## Problem details
Count the lines in the records that contain the word "helpful" and reply with only that number.
┄┄┄┄┄┄┄┄┄┄
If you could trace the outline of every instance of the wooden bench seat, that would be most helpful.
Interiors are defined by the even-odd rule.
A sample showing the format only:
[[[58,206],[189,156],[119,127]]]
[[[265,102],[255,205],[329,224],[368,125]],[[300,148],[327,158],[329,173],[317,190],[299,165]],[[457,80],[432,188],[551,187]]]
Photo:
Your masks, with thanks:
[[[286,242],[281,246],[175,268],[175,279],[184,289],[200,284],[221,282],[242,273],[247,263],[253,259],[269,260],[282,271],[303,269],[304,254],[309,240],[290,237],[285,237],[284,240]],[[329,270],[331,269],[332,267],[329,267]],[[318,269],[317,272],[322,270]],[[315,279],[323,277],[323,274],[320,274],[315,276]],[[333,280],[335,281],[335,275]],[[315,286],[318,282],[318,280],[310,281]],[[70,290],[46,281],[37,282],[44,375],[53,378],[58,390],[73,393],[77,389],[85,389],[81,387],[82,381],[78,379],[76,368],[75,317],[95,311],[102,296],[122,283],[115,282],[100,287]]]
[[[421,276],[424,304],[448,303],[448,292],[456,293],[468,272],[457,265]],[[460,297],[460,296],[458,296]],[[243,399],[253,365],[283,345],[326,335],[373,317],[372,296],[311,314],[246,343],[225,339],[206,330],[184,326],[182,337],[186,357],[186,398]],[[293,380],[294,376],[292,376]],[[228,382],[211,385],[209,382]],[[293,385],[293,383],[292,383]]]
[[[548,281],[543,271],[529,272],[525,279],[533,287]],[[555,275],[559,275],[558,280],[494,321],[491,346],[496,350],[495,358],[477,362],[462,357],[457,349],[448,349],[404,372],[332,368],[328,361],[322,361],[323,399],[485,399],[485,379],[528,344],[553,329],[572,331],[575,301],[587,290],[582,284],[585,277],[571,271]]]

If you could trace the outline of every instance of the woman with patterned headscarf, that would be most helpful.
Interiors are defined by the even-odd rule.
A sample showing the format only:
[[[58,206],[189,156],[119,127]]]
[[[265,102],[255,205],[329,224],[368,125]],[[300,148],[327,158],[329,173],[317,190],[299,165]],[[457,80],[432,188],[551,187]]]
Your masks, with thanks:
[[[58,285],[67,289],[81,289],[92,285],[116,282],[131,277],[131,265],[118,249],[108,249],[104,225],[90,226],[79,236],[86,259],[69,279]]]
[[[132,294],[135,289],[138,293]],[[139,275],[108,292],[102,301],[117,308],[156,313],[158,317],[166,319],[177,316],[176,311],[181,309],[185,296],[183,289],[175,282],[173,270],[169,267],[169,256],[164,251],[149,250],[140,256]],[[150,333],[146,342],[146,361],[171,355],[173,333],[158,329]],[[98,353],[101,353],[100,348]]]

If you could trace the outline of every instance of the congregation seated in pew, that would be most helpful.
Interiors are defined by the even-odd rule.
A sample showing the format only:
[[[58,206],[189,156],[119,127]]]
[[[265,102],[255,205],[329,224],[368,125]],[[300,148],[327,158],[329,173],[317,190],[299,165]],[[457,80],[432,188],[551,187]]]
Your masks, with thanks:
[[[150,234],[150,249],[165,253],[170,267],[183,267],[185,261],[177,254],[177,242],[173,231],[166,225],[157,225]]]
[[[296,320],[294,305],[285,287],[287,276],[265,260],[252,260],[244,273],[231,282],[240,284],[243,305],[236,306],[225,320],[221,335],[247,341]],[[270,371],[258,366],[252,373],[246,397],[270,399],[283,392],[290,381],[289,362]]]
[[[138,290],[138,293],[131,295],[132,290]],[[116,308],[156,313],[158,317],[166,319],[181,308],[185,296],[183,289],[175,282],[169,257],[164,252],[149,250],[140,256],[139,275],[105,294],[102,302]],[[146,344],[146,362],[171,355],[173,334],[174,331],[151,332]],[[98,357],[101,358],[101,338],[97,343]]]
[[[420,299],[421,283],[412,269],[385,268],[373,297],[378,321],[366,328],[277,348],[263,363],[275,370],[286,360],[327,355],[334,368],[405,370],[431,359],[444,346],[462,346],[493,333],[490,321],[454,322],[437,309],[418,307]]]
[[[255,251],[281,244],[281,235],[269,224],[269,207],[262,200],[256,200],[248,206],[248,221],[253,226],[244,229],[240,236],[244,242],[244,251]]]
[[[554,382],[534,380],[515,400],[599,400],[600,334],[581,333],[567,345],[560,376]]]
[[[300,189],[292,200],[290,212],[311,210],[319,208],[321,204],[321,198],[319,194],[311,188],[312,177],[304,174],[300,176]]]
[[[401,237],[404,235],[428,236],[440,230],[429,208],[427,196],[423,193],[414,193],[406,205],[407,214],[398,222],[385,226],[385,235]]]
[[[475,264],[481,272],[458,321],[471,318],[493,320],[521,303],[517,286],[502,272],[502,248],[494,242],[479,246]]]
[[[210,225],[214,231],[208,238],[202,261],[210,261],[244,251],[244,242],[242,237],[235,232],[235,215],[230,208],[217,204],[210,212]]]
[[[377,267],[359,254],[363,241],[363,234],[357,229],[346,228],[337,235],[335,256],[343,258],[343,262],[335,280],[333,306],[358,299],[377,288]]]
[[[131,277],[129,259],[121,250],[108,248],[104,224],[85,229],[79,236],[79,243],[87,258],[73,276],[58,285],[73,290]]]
┄┄┄┄┄┄┄┄┄┄
## Response to this task
3